__What the exercise asks__.
Send back all of the material below line for line, with nothing changed, but leave out any pictures.

= = = = =

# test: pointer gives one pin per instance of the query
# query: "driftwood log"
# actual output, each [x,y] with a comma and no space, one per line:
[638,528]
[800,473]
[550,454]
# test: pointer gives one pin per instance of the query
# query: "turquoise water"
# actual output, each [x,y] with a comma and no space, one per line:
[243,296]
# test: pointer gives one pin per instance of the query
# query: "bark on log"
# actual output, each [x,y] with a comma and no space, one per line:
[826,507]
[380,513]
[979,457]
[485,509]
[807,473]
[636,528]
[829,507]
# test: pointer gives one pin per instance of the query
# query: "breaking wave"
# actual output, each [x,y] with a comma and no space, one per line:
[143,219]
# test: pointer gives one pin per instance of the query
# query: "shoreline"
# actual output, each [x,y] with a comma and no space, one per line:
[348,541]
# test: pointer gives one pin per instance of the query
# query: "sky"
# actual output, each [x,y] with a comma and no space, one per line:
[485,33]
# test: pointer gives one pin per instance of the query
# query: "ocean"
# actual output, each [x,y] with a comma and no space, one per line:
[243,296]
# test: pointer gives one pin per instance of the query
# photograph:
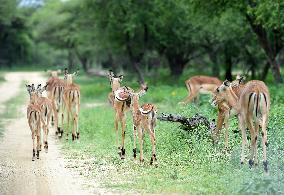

= = = = =

__Written solution__.
# test: pointer gives one pin per instance of the query
# query: "driftwood log"
# actual output, each [x,y] with a comma and no space, one per line:
[638,528]
[800,473]
[550,454]
# test: pointer gives one pin per instance of the query
# query: "turquoise water"
# actual output, each [x,y] with a comma and no space, one per line:
[243,296]
# test: pointer gives one pin per instance of the query
# query: "bark on log"
# actual output, each [x,y] with a comma and no space, one per line:
[826,507]
[380,513]
[979,457]
[485,509]
[807,473]
[636,528]
[829,507]
# test: pointer gives one pin per instance of the query
# query: "breaking wave"
# actual output, each [x,y] with a comma and no space, one per line:
[143,219]
# test: pointer gives one pin per instance of the query
# query: "shoreline"
# actual output, each [x,y] with a comma and no space, one per line:
[348,541]
# test: pointer gives one pin per instance of the query
# query: "sky"
# actual output, each [x,y] with a comma and no space, one per line:
[485,33]
# test: pointer gives one pin per instance of the query
# query: "ocean"
# actual output, each [x,y] with a comma and no space, one per line:
[243,296]
# test: pointer gives one pin per instance of the query
# photograph:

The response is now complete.